■ Task requirements
The line that contains "point: red and" and every line after it, down to the last one, must be restated word for word, with no pictures.

■ Record list
______________________________

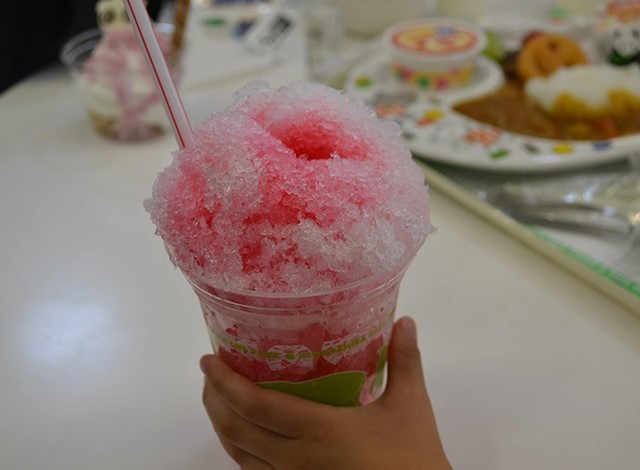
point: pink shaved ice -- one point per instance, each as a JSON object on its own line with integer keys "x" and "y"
{"x": 298, "y": 189}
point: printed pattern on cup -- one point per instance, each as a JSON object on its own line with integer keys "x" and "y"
{"x": 282, "y": 356}
{"x": 336, "y": 349}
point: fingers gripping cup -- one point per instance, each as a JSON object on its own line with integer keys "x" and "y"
{"x": 329, "y": 347}
{"x": 294, "y": 214}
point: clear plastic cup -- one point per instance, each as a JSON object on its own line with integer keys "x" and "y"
{"x": 122, "y": 102}
{"x": 329, "y": 347}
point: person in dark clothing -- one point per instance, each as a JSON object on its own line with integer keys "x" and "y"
{"x": 33, "y": 31}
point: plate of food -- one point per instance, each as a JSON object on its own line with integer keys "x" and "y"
{"x": 547, "y": 107}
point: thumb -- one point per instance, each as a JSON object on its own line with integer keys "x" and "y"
{"x": 405, "y": 377}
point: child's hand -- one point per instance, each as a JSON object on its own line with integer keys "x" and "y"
{"x": 265, "y": 429}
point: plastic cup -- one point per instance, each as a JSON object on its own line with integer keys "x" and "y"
{"x": 329, "y": 347}
{"x": 122, "y": 103}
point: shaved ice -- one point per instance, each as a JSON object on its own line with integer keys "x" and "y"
{"x": 293, "y": 190}
{"x": 294, "y": 214}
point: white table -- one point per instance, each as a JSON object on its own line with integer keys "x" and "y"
{"x": 100, "y": 338}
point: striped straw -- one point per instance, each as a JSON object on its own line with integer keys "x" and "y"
{"x": 180, "y": 23}
{"x": 146, "y": 35}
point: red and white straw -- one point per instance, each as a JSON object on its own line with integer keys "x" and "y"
{"x": 146, "y": 35}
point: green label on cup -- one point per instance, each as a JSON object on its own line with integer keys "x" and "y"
{"x": 341, "y": 389}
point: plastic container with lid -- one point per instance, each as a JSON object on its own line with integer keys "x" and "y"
{"x": 435, "y": 54}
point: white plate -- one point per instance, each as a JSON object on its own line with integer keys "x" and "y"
{"x": 435, "y": 132}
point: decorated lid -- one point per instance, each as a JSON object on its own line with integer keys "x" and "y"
{"x": 436, "y": 38}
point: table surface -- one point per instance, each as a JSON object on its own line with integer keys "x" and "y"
{"x": 100, "y": 337}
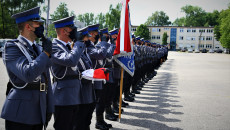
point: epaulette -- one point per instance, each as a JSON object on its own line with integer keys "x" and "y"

______________________________

■ The completed task
point: red and white straw -- one point per instance, each as a JSON object on its own line with integer keys "x" and "y"
{"x": 146, "y": 35}
point: green label on cup -- one point per instance, each as a JSON object on its own line with integer keys "x" and "y"
{"x": 341, "y": 389}
point: plastic container with lid -- one point per instance, each as a JSON object on its own line with integer keys "x" and "y"
{"x": 435, "y": 54}
point: white plate -- one point per instance, each as a JSON object on its own line with integer keys "x" and "y"
{"x": 435, "y": 132}
point: decorated lid -- one point per instance, each as a JSON object on its own line with integer keys "x" and "y"
{"x": 436, "y": 38}
point: table surface -- one point per instance, each as a JSON object on its own line with integer keys "x" and "y"
{"x": 100, "y": 337}
point: epaulette -- one point per instance, each as a JSON object on its own line with integer keys "x" and "y"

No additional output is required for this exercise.